(Labeled area outline entries)
>>>>>

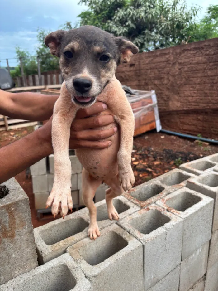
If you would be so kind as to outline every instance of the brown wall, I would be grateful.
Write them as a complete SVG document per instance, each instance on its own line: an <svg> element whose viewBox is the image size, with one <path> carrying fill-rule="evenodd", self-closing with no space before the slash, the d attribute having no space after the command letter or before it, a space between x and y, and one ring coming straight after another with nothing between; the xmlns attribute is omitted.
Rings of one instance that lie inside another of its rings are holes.
<svg viewBox="0 0 218 291"><path fill-rule="evenodd" d="M116 76L155 90L163 128L218 138L218 38L139 54Z"/></svg>

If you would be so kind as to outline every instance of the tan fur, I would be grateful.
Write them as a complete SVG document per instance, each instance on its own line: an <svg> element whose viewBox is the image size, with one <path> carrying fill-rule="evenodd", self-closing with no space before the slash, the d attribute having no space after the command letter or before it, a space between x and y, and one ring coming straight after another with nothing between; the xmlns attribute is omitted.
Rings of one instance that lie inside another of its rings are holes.
<svg viewBox="0 0 218 291"><path fill-rule="evenodd" d="M89 235L94 239L100 235L96 207L92 202L97 188L102 181L110 187L106 194L108 216L111 219L118 219L119 216L113 205L112 199L124 190L130 190L135 182L131 167L134 116L125 92L115 76L97 100L104 102L108 106L107 109L101 114L112 115L120 129L113 136L107 139L112 141L109 148L95 150L79 149L76 151L84 168L83 200L90 214ZM67 214L68 208L71 209L73 207L70 188L71 168L68 148L70 125L78 109L71 102L71 96L64 82L60 95L55 104L52 121L54 179L47 205L52 204L52 212L54 216L57 214L60 206L63 217ZM112 124L102 128L113 126Z"/></svg>

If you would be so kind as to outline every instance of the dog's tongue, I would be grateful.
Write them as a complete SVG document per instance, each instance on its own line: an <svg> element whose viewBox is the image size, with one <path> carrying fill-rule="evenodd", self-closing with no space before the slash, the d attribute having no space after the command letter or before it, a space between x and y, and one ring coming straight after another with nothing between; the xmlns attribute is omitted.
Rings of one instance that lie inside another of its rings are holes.
<svg viewBox="0 0 218 291"><path fill-rule="evenodd" d="M91 97L82 97L80 96L75 96L75 98L78 102L88 102L91 99Z"/></svg>

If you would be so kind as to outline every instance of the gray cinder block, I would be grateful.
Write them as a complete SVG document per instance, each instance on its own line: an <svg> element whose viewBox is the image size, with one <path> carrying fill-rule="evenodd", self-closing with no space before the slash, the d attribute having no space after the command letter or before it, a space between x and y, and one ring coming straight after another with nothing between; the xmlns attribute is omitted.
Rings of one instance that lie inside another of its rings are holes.
<svg viewBox="0 0 218 291"><path fill-rule="evenodd" d="M46 158L44 158L30 167L30 173L31 176L45 175L47 172Z"/></svg>
<svg viewBox="0 0 218 291"><path fill-rule="evenodd" d="M207 269L218 262L218 230L213 233L210 244Z"/></svg>
<svg viewBox="0 0 218 291"><path fill-rule="evenodd" d="M48 175L33 175L32 176L33 192L34 193L49 192Z"/></svg>
<svg viewBox="0 0 218 291"><path fill-rule="evenodd" d="M180 274L180 266L179 265L148 291L178 291Z"/></svg>
<svg viewBox="0 0 218 291"><path fill-rule="evenodd" d="M205 277L204 276L188 291L204 291L205 284Z"/></svg>
<svg viewBox="0 0 218 291"><path fill-rule="evenodd" d="M84 213L86 215L84 215ZM83 209L34 229L40 264L64 254L67 248L88 236L89 221Z"/></svg>
<svg viewBox="0 0 218 291"><path fill-rule="evenodd" d="M34 193L35 200L35 208L37 209L43 209L45 208L46 202L49 196L49 192L41 192Z"/></svg>
<svg viewBox="0 0 218 291"><path fill-rule="evenodd" d="M187 173L179 169L175 169L156 178L164 185L171 186L173 191L185 187L188 179L194 177L195 175L193 174Z"/></svg>
<svg viewBox="0 0 218 291"><path fill-rule="evenodd" d="M213 202L212 198L183 187L156 202L183 220L182 260L210 239Z"/></svg>
<svg viewBox="0 0 218 291"><path fill-rule="evenodd" d="M0 185L0 285L38 266L29 198L14 178Z"/></svg>
<svg viewBox="0 0 218 291"><path fill-rule="evenodd" d="M212 170L217 164L218 156L217 154L211 155L194 161L192 161L179 166L179 168L196 175Z"/></svg>
<svg viewBox="0 0 218 291"><path fill-rule="evenodd" d="M71 162L72 174L79 174L82 172L82 165L75 155L69 155ZM54 155L50 155L49 157L49 169L50 174L54 173Z"/></svg>
<svg viewBox="0 0 218 291"><path fill-rule="evenodd" d="M92 291L90 283L68 254L0 286L1 291Z"/></svg>
<svg viewBox="0 0 218 291"><path fill-rule="evenodd" d="M218 290L218 262L207 271L204 291L216 291L217 290Z"/></svg>
<svg viewBox="0 0 218 291"><path fill-rule="evenodd" d="M211 171L189 180L187 187L214 199L212 231L218 229L218 173Z"/></svg>
<svg viewBox="0 0 218 291"><path fill-rule="evenodd" d="M122 196L118 196L113 199L113 203L120 217L121 220L126 216L131 215L140 208L134 203L129 201ZM95 203L97 208L97 221L99 230L101 230L111 225L116 223L117 221L108 218L107 205L105 199ZM86 219L89 221L89 215L87 208L84 209L86 213Z"/></svg>
<svg viewBox="0 0 218 291"><path fill-rule="evenodd" d="M153 204L118 223L143 245L145 290L180 264L183 229L180 217Z"/></svg>
<svg viewBox="0 0 218 291"><path fill-rule="evenodd" d="M179 291L187 291L205 274L209 247L208 241L182 261Z"/></svg>
<svg viewBox="0 0 218 291"><path fill-rule="evenodd" d="M92 241L84 239L67 249L95 291L143 291L142 245L116 224Z"/></svg>

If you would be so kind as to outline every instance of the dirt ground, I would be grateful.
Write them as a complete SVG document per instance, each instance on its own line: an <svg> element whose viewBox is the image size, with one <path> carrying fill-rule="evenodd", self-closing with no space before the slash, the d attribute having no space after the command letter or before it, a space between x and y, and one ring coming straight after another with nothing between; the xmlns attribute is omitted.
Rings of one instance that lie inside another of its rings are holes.
<svg viewBox="0 0 218 291"><path fill-rule="evenodd" d="M13 142L31 132L32 127L8 132L0 132L0 147ZM193 140L181 138L155 130L135 138L132 156L132 164L135 177L135 186L178 167L186 162L217 152L217 146L205 144ZM50 214L41 216L39 220L35 208L34 194L31 177L27 177L25 171L15 178L30 199L34 227L47 223L53 219ZM57 217L59 217L58 216Z"/></svg>

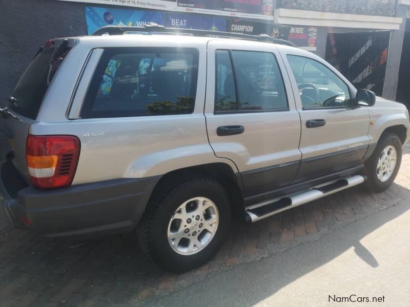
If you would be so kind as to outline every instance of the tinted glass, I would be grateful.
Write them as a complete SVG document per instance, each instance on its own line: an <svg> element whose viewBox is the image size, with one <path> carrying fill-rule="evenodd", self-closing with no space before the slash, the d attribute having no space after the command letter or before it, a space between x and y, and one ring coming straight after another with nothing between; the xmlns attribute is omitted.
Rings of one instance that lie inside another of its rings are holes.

<<<<<

Requirement.
Retype every line of the entries above word for word, leaving out the pictures.

Exercise response.
If you would be so kind as to outline every instance of the brown wall, I would be grateful.
Write them as a complete SVG document per instance, each instance on its own line: an <svg> element whose viewBox is the image size, with one <path> carrying fill-rule="evenodd", self-closing with no space before the slash, the d attribute having no space after the command letter or before it, a space between x and y, and one ring coming straight after another with nothing between; the xmlns attribute is omitted.
Rings of one instance that lie inside another of its rings are holes.
<svg viewBox="0 0 218 291"><path fill-rule="evenodd" d="M116 76L155 90L163 128L218 138L218 38L139 54Z"/></svg>

If you would be so kind as to outline every instance of the tan fur, I would be grateful.
Write them as a complete SVG document per instance, each instance on its own line: an <svg> element whose viewBox is the image size, with one <path> carrying fill-rule="evenodd", self-closing with no space before the slash, the d attribute having no space after the command letter or before it, a space between x and y, and one ring coming straight after another with nothing between; the xmlns attribute is omitted.
Rings of one instance that lie inside another of its rings are holes.
<svg viewBox="0 0 218 291"><path fill-rule="evenodd" d="M89 235L94 239L100 235L96 207L92 202L97 188L102 181L110 187L106 194L108 216L111 219L118 219L119 216L113 205L112 199L124 190L130 190L135 182L131 167L134 116L125 92L115 76L97 100L104 102L108 106L107 109L101 114L112 115L120 129L113 136L107 139L112 141L109 148L95 150L79 149L76 151L84 168L83 200L90 214ZM67 214L68 208L71 209L73 207L70 188L71 168L68 148L70 125L78 109L71 102L71 96L64 82L60 95L55 104L52 121L54 179L47 205L52 204L52 212L54 216L57 214L60 206L63 217ZM112 124L102 128L113 126Z"/></svg>

If you would be so kind as to outline every instance of the dog's tongue, I would be grateful.
Write them as a complete SVG document per instance, each instance on its own line: an <svg> element whose viewBox is the image size, with one <path> carrying fill-rule="evenodd", self-closing with no space before the slash, the d attribute having no space after the command letter or before it, a space between x and y, and one ring coming straight after another with nothing between; the xmlns attribute is omitted.
Rings of one instance that lie inside another of its rings are holes.
<svg viewBox="0 0 218 291"><path fill-rule="evenodd" d="M91 97L82 97L80 96L75 96L75 98L78 102L88 102L91 99Z"/></svg>

If you would be so kind as to outline every instance of the gray cinder block, I would be grateful.
Write them as a complete SVG document per instance, each instance on its own line: an <svg> element whose viewBox is the image size, with one <path> carrying fill-rule="evenodd", self-closing with no space before the slash, the d attribute having no space after the command letter or before it, a space between x and y, and one ring coming straight after another with nothing between; the xmlns attribute is omitted.
Rings of one instance that lie inside another of its rings are holes.
<svg viewBox="0 0 218 291"><path fill-rule="evenodd" d="M46 158L44 158L30 167L30 173L31 176L45 175L47 172Z"/></svg>
<svg viewBox="0 0 218 291"><path fill-rule="evenodd" d="M207 269L218 262L218 230L213 233L210 244Z"/></svg>
<svg viewBox="0 0 218 291"><path fill-rule="evenodd" d="M48 175L33 175L32 176L33 192L34 193L49 192Z"/></svg>
<svg viewBox="0 0 218 291"><path fill-rule="evenodd" d="M180 274L180 266L179 265L148 291L178 291Z"/></svg>
<svg viewBox="0 0 218 291"><path fill-rule="evenodd" d="M205 277L204 276L188 291L204 291L205 284Z"/></svg>
<svg viewBox="0 0 218 291"><path fill-rule="evenodd" d="M84 213L86 215L84 215ZM83 209L34 229L40 264L64 254L67 248L88 236L89 221Z"/></svg>
<svg viewBox="0 0 218 291"><path fill-rule="evenodd" d="M34 193L35 200L35 208L37 209L43 209L45 208L46 202L49 196L49 192L41 192Z"/></svg>
<svg viewBox="0 0 218 291"><path fill-rule="evenodd" d="M187 173L179 169L175 169L156 178L164 185L171 186L173 191L185 187L188 179L194 177L195 175L193 174Z"/></svg>
<svg viewBox="0 0 218 291"><path fill-rule="evenodd" d="M213 202L212 198L183 187L156 202L183 220L182 260L210 239Z"/></svg>
<svg viewBox="0 0 218 291"><path fill-rule="evenodd" d="M0 185L0 285L38 266L29 198L14 178Z"/></svg>
<svg viewBox="0 0 218 291"><path fill-rule="evenodd" d="M212 170L217 164L218 156L217 154L211 155L194 161L192 161L179 166L179 168L196 175Z"/></svg>
<svg viewBox="0 0 218 291"><path fill-rule="evenodd" d="M71 162L72 174L79 174L82 172L82 165L75 155L69 155ZM54 155L50 155L49 157L49 169L50 174L54 173Z"/></svg>
<svg viewBox="0 0 218 291"><path fill-rule="evenodd" d="M92 291L90 283L68 254L0 286L1 291Z"/></svg>
<svg viewBox="0 0 218 291"><path fill-rule="evenodd" d="M218 290L218 262L207 271L204 291L216 291L217 290Z"/></svg>
<svg viewBox="0 0 218 291"><path fill-rule="evenodd" d="M211 171L189 180L187 187L214 199L212 231L218 229L218 173Z"/></svg>
<svg viewBox="0 0 218 291"><path fill-rule="evenodd" d="M122 196L118 196L113 199L113 203L120 217L121 220L126 216L131 215L140 208L134 203L129 201ZM95 203L97 208L97 221L99 230L101 230L111 225L116 223L117 221L108 218L107 205L105 199ZM86 219L89 221L89 215L87 208L84 209L86 213Z"/></svg>
<svg viewBox="0 0 218 291"><path fill-rule="evenodd" d="M153 204L118 223L143 245L145 290L180 264L183 229L180 217Z"/></svg>
<svg viewBox="0 0 218 291"><path fill-rule="evenodd" d="M179 291L187 291L205 274L209 247L208 241L182 261Z"/></svg>
<svg viewBox="0 0 218 291"><path fill-rule="evenodd" d="M92 241L84 239L67 249L95 291L143 291L142 245L116 224Z"/></svg>

If you would be so kind as to outline every instance of the dirt ground, I would be grateful.
Write them as a complete SVG document per instance, each instance on its own line: an <svg> element whose viewBox is the image size, with one <path> carrying fill-rule="evenodd", self-closing with no space before the slash, the d attribute having no space after the command letter or before it, a space between x and y, and one ring coming straight after another with nothing between; the xmlns attribute is omitted.
Rings of one instance that lie inside another of its rings are holes.
<svg viewBox="0 0 218 291"><path fill-rule="evenodd" d="M13 142L31 132L32 127L8 132L0 132L0 147ZM193 140L181 138L155 130L135 138L132 156L132 164L135 177L135 186L178 167L186 162L217 152L217 146L205 144ZM50 214L41 216L39 220L35 208L34 194L31 177L27 177L25 171L15 178L30 199L34 227L47 223L53 219ZM57 217L59 217L58 216Z"/></svg>

If you would be so kind as to outline every instance of the tinted glass, I would be grateful.
Write them as a complete SVG document per instance, each instance on its own line: an <svg> element whose viewBox is the image size, with one <path> carrying fill-rule="evenodd", self-closing with no space before the slash, the d attribute having no space after the command letter or before it, a space between x and y, and one ring coming straight after another with nothing between; the xmlns attribute is omitted.
Rings of one instance that lie inside another of its rings are holes.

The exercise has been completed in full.